§ What is being asked
Type out the records that follow, exactly as given.

§ Object pointing dataset rows
--- --- ---

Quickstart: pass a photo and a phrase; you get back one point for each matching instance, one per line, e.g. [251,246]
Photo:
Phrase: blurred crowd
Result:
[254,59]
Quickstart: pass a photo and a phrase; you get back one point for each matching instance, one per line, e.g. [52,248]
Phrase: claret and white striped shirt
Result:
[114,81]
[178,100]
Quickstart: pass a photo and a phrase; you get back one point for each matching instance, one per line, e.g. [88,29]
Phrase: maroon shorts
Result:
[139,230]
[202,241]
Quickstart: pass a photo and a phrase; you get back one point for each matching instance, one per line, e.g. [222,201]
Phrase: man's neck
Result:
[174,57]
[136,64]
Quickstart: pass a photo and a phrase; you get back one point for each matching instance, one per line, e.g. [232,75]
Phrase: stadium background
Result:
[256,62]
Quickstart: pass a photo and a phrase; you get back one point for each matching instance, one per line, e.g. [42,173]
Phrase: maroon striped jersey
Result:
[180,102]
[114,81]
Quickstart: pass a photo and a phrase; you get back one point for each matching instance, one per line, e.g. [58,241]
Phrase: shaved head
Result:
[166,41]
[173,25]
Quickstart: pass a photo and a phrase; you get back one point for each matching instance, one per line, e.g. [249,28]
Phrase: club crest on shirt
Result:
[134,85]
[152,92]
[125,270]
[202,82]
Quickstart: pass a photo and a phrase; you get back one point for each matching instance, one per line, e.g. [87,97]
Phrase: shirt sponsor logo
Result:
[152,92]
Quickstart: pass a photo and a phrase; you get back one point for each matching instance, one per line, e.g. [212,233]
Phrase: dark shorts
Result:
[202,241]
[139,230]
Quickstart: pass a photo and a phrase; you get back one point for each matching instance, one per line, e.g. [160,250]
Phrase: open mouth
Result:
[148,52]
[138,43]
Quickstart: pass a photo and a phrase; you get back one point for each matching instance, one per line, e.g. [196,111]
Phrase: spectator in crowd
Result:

--- --- ---

§ Solution to the exercise
Quickstart: pass a photo and a phrase; you get back one point for each matching instance, one per line, e.g. [251,246]
Photo:
Phrase: blurred crowd
Result:
[254,59]
Quickstart: pass a photo and a phrase; you get back one point for each matching instance, one per line, e.g. [52,248]
Phrase: claret and white striped shirt
Result:
[114,81]
[178,100]
Quickstart: pass a photo and a phrase; you get back one point for each matching instance, one per line, e.g. [88,29]
Phrase: maroon shorts
Result:
[139,230]
[202,241]
Quickstart: pass a photo and a phrase; you get back one point for each matching instance, one per line, e.g. [222,201]
Phrase: man's neck
Result:
[174,57]
[136,64]
Quickstart: pass a photo and a phrase; you get back one point for each matching instance, one per line, e.g. [232,75]
Phrase: stadium background
Result:
[256,62]
Quickstart: pass a photo and a phrase; you get back one point for each matching instance, one per line, e.g. [42,173]
Phrase: maroon striped jersey
Result:
[180,102]
[114,81]
Quickstart: pass a photo and a phrase; you get back one point for each matching instance, one per line, e.g. [58,241]
Phrase: shaved head
Result:
[166,41]
[173,25]
Quickstart: pass a photo and a phrase; you get back one point for each matching instance, one per line, e.g. [249,28]
Phrase: club crest on shirt
Result:
[134,85]
[152,92]
[125,270]
[202,82]
Quickstart: pass a photo and a phrase; you get back one point for each matching instance, one per line, e.g. [87,97]
Phrase: shirt sponsor logo
Result:
[152,92]
Quickstart: pass a photo and a phrase; you get back one point for each matching instance, one per line, e.g. [212,233]
Phrase: dark shorts
Result:
[202,241]
[139,230]
Quickstart: pass a photo and a phrase; you get back one point for each matching instance, one per line, e.g. [160,250]
Phrase: open mouth
Result:
[148,52]
[138,43]
Quickstart: pass a photo and a phrase; you get back one point for each matching instance, one per line, e.g. [196,111]
Phrase: spectator in crowd
Result:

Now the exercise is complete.